● **Work to be completed**:
Copy every line of the records below word for word, leaving the pictures out of your answer.

[Collected data entries]
## start

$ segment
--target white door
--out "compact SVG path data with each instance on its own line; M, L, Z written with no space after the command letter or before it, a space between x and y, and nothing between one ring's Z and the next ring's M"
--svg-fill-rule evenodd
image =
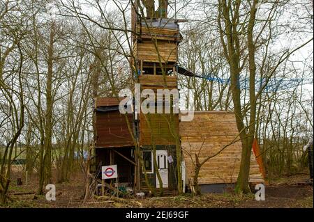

## end

● **Written response**:
$ segment
--target white door
--out "compact SVG path data with each instance on its own line; M, L, Z written with no space after the command letter or before it, a space between x and y, and nothing between one ring's Z and the next ring's M"
--svg-fill-rule evenodd
image =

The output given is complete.